Part of a data file:
──────
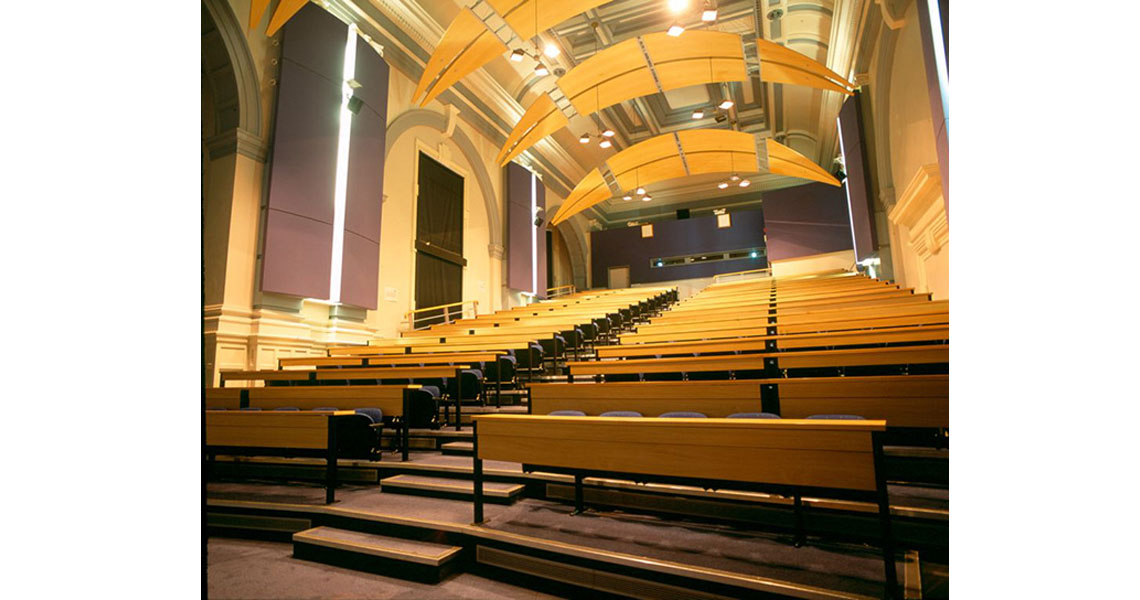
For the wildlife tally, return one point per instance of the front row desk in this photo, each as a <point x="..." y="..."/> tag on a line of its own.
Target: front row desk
<point x="792" y="457"/>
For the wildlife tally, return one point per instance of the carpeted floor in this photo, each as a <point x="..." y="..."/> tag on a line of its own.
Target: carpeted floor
<point x="242" y="569"/>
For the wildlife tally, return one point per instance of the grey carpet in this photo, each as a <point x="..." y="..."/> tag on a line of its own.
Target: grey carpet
<point x="242" y="569"/>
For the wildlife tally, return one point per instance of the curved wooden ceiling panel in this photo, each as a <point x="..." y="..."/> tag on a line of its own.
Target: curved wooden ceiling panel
<point x="783" y="160"/>
<point x="543" y="115"/>
<point x="465" y="46"/>
<point x="285" y="11"/>
<point x="588" y="192"/>
<point x="783" y="65"/>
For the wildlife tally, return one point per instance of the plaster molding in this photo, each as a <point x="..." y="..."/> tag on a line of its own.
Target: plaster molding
<point x="922" y="212"/>
<point x="237" y="140"/>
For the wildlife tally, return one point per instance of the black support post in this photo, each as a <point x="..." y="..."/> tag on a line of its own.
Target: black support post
<point x="405" y="430"/>
<point x="331" y="469"/>
<point x="478" y="475"/>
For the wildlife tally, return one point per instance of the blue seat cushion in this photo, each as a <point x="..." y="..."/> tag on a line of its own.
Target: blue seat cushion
<point x="375" y="414"/>
<point x="754" y="415"/>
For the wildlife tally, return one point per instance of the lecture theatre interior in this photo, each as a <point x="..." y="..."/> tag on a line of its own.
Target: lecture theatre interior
<point x="575" y="299"/>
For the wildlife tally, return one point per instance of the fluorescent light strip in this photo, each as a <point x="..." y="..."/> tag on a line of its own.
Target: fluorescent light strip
<point x="534" y="234"/>
<point x="847" y="187"/>
<point x="341" y="186"/>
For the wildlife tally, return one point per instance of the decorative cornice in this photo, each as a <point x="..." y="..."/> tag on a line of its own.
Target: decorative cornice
<point x="921" y="210"/>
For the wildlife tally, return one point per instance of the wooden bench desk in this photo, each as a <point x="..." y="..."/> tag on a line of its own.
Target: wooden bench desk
<point x="792" y="457"/>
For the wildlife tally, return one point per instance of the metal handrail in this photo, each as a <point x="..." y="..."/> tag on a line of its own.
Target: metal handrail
<point x="450" y="314"/>
<point x="560" y="291"/>
<point x="766" y="273"/>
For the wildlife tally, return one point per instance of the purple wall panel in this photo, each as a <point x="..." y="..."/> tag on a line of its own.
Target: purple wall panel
<point x="299" y="233"/>
<point x="858" y="191"/>
<point x="540" y="234"/>
<point x="298" y="256"/>
<point x="805" y="220"/>
<point x="625" y="246"/>
<point x="360" y="273"/>
<point x="520" y="227"/>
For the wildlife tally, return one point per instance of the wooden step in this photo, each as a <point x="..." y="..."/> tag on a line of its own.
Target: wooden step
<point x="395" y="557"/>
<point x="452" y="488"/>
<point x="458" y="448"/>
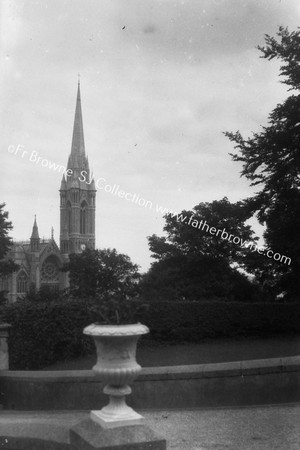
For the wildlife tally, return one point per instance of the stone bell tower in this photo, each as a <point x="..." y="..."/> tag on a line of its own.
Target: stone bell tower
<point x="77" y="194"/>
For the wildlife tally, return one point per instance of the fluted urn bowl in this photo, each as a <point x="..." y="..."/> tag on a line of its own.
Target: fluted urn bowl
<point x="117" y="366"/>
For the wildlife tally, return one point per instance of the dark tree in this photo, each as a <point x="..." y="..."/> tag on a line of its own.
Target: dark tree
<point x="101" y="273"/>
<point x="7" y="266"/>
<point x="193" y="263"/>
<point x="271" y="161"/>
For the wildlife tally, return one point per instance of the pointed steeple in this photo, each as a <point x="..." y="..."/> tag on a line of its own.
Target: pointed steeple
<point x="35" y="239"/>
<point x="78" y="137"/>
<point x="35" y="231"/>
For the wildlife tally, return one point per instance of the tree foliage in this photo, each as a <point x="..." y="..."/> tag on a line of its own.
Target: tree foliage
<point x="102" y="272"/>
<point x="7" y="266"/>
<point x="271" y="161"/>
<point x="193" y="263"/>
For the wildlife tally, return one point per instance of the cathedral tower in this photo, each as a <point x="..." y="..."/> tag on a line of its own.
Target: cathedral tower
<point x="77" y="194"/>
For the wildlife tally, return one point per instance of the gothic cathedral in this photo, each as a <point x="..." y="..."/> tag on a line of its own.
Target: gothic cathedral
<point x="40" y="260"/>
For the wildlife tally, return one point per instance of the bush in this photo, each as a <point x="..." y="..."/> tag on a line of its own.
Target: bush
<point x="44" y="333"/>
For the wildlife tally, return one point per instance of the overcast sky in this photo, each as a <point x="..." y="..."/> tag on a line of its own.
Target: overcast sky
<point x="160" y="81"/>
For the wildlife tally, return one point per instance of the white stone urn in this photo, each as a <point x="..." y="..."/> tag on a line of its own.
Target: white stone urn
<point x="116" y="365"/>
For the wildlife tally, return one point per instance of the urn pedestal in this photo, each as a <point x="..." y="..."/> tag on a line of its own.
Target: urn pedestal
<point x="116" y="365"/>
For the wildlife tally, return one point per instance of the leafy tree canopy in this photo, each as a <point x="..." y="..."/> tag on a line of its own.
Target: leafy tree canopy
<point x="271" y="161"/>
<point x="192" y="262"/>
<point x="102" y="272"/>
<point x="7" y="266"/>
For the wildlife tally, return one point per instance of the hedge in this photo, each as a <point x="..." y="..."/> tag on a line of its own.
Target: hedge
<point x="45" y="333"/>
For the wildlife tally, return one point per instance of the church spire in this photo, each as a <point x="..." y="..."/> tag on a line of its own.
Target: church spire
<point x="35" y="231"/>
<point x="78" y="137"/>
<point x="35" y="239"/>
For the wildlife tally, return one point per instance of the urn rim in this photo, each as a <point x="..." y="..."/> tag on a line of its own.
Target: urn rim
<point x="135" y="329"/>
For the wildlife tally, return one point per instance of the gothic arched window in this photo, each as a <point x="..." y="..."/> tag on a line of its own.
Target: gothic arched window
<point x="22" y="283"/>
<point x="50" y="269"/>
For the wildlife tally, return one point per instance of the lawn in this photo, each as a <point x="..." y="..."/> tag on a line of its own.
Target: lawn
<point x="210" y="351"/>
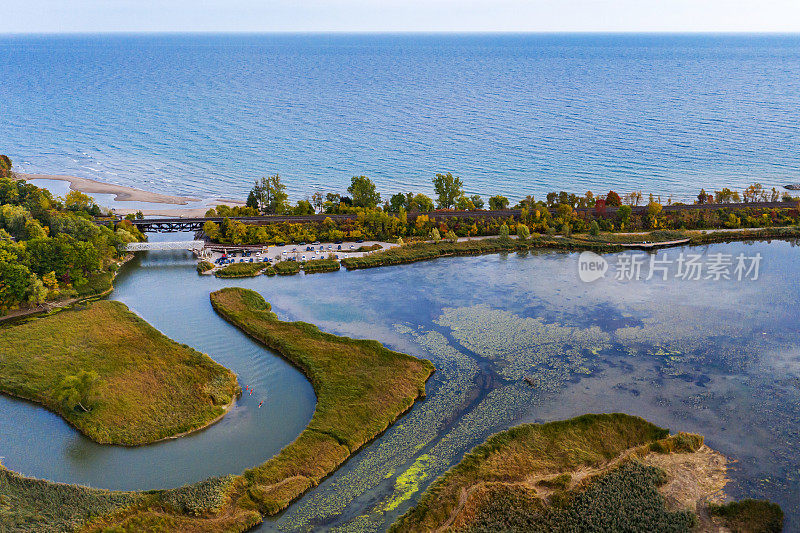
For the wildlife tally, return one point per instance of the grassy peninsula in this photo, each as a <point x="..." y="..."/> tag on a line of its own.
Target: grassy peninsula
<point x="113" y="376"/>
<point x="610" y="472"/>
<point x="361" y="386"/>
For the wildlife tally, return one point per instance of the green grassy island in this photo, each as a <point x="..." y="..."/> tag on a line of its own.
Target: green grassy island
<point x="113" y="376"/>
<point x="610" y="472"/>
<point x="361" y="387"/>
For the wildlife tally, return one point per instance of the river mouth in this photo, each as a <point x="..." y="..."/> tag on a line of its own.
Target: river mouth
<point x="716" y="358"/>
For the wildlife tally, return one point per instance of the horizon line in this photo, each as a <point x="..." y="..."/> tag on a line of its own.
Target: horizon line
<point x="410" y="32"/>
──────
Your instructions:
Set down the material exactly, every line of it, except for the pictures.

Answer for this exercise:
For the wildlife tally, return one point per instance of the front row desk in this photo, each as a <point x="..." y="..."/> tag on a line of its own.
Target: front row desk
<point x="792" y="457"/>
For the wildlife tally, return one point per instance of the carpeted floor in this photo, each as a <point x="..." y="..."/> tag on a line of its own.
Target: carpeted floor
<point x="242" y="569"/>
For the wildlife tally, return one point per instance of the grey carpet in this photo, each as a <point x="..." y="..."/> tag on a line of its own.
Target: grey carpet
<point x="242" y="569"/>
For the wildlife tally, return one point per instance of the curved wooden ceiling panel in this photo, each as a <point x="..." y="..."/> tag on a line of its own.
Target: curved wooden ceiling panel
<point x="783" y="160"/>
<point x="543" y="115"/>
<point x="465" y="46"/>
<point x="285" y="11"/>
<point x="588" y="192"/>
<point x="783" y="65"/>
For the wildlife tally, return one point per instance of the plaster molding in this photo, each as a <point x="..." y="..."/> tag on a line of its own.
Target: plaster molding
<point x="922" y="212"/>
<point x="237" y="140"/>
For the wildlife tally, return one point per instance of the black support post in this photo, each as a <point x="..." y="..."/> tag on a line of its own.
Target: black support post
<point x="405" y="430"/>
<point x="331" y="469"/>
<point x="478" y="475"/>
For the wildlife tally, return one point per instance of the blue seat cushion in this photo, each as a <point x="..." y="..."/> tag on a line of its own.
Target: blue seat cushion
<point x="375" y="414"/>
<point x="754" y="415"/>
For the wildlife tally, return one point per instance of the lecture theatre interior in this photo, each as a <point x="..." y="..."/> tag on a line of its own.
Target: lecture theatre interior
<point x="575" y="299"/>
For the wildlife tally, return one point per instance of the fluorescent light strip in this photo, each as a <point x="..." y="..."/> tag on a line of its own.
Target: fluorescent light strip
<point x="534" y="234"/>
<point x="847" y="187"/>
<point x="341" y="186"/>
For the wildlife tally, return one point per instance of the decorative cornice in this photo, each as a <point x="..." y="..."/> tag on a line of its own.
Target: decorative cornice
<point x="921" y="210"/>
For the wildlife tally, return one point per instance of the wooden bench desk in this photo, each as a <point x="..." y="..."/> tag on a line of its own.
Target: wooden bench desk
<point x="792" y="457"/>
For the wildlife tally, return one point per instance of the metal handrail in this photo, each as a <point x="..." y="..."/> tag on a line of its own.
Target: metal handrail
<point x="450" y="314"/>
<point x="560" y="291"/>
<point x="766" y="273"/>
For the wildlife tally, return one point per instance of the purple wall panel in this photo, each as a <point x="..." y="..."/> tag on a line of its own.
Target: purple wall panel
<point x="299" y="233"/>
<point x="858" y="191"/>
<point x="540" y="234"/>
<point x="298" y="256"/>
<point x="805" y="220"/>
<point x="625" y="246"/>
<point x="360" y="273"/>
<point x="520" y="227"/>
For the wildlife tally, return one point per instance of the wooden step in this photo, each as a <point x="..." y="..."/> tag on a line of its own.
Target: wooden step
<point x="395" y="557"/>
<point x="452" y="488"/>
<point x="458" y="448"/>
For the wildlife tally, return one point per instance of the stone bell tower in this photo, each as a <point x="..." y="..."/> tag on a line of its own.
Target: stone bell tower
<point x="77" y="194"/>
For the wildlife tally, return one point per instance of the fluted urn bowl in this photo, each as a <point x="..." y="..."/> tag on a line of its own.
Target: fluted urn bowl
<point x="117" y="366"/>
For the wildlife tally, return one point per instance of the dark tree in this photo, each as a <point x="..." y="..."/> tag on a line of its own.
Target: dark tree
<point x="101" y="273"/>
<point x="7" y="266"/>
<point x="193" y="263"/>
<point x="271" y="161"/>
For the wildlife tally, return one point per instance of the pointed steeple in this photo, each as a <point x="..." y="..."/> tag on a line of its own.
Target: pointed steeple
<point x="35" y="239"/>
<point x="78" y="137"/>
<point x="35" y="231"/>
For the wildlife tally, return one point per instance of the tree foliage in this photo, each as a <point x="..." y="..."/> tag on a line of its own.
Target: tree foliage
<point x="102" y="272"/>
<point x="7" y="266"/>
<point x="271" y="161"/>
<point x="193" y="263"/>
For the wildlife tally, return one point per instance of the cathedral tower in this photo, each as a <point x="..." y="..."/> tag on a line of its own.
Target: cathedral tower
<point x="77" y="194"/>
For the wildlife tally, return one point per instance of the gothic cathedral in this photo, each as a <point x="..." y="..."/> tag on a line of its own.
Target: gothic cathedral
<point x="40" y="260"/>
For the wildlife tally, return one point per instance of the bush in this photo, each as a <point x="..." y="..."/> tag on a line of its own.
Target: bush
<point x="44" y="333"/>
For the wildlife tally, return one point per instance of the overcast sky in this photo, each as a <point x="..." y="..."/> tag on a line of its own.
Target: overcast sky
<point x="160" y="81"/>
For the wildlife tally, return one point per instance of the white stone urn in this photo, each as a <point x="..." y="..."/> tag on a line of its own.
Target: white stone urn
<point x="116" y="365"/>
For the wildlife tally, return one point per instance of the urn pedestal in this photo, each as a <point x="..." y="..."/> tag on a line of its own.
Target: urn pedestal
<point x="116" y="365"/>
For the wildlife tally, return one point per instance of the leafy tree canopy in this photo, each as a <point x="..." y="..."/> tag on a line of its own.
Target: leafy tree canopy
<point x="271" y="161"/>
<point x="192" y="262"/>
<point x="102" y="272"/>
<point x="7" y="266"/>
For the wildlife tally, return one point per instance of the hedge in this photo, each as a <point x="..." y="..."/> tag on a line of its own.
Target: hedge
<point x="45" y="333"/>
For the wildlife tally, return one point per instance of the church spire in this photo, each as a <point x="..." y="..."/> tag on a line of its own.
Target: church spire
<point x="35" y="231"/>
<point x="78" y="137"/>
<point x="35" y="239"/>
For the wildlife tally, return one point per instance of the urn rim in this photo, each as a <point x="..." y="..."/> tag on a line of its own.
Target: urn rim
<point x="135" y="329"/>
For the wildlife tally, return one point per instance of the gothic arched window in this photo, each as a <point x="..." y="..."/> tag on a line of its own.
Target: gothic arched window
<point x="22" y="283"/>
<point x="50" y="269"/>
For the wildlife tally, return one point per instance of the lawn in this photo, each as a <point x="..." y="..."/> tag on a line of its own.
Target: lawn
<point x="210" y="351"/>
For the wildlife tally, return one point per instance of the grassy peninsula in this photo, each as a <point x="..." y="..."/> tag on a line of its own.
Target: grassy peninsula
<point x="113" y="376"/>
<point x="610" y="472"/>
<point x="361" y="386"/>
For the wildlife tally, return one point per instance of the green grassy island in this photo, each as a <point x="..." y="..."/> tag on a line of its own.
Target: green grassy island
<point x="113" y="376"/>
<point x="610" y="472"/>
<point x="361" y="387"/>
For the wildlife tally, return one point per instance of the river mouth in this photo, each as a <point x="..." y="..."/> tag on a line of its own.
Target: river mouth
<point x="716" y="358"/>
For the wildlife tally, return one point per instance of the horizon line in this photo, each as a <point x="..." y="..."/> tag on a line of its own.
Target: horizon line
<point x="410" y="32"/>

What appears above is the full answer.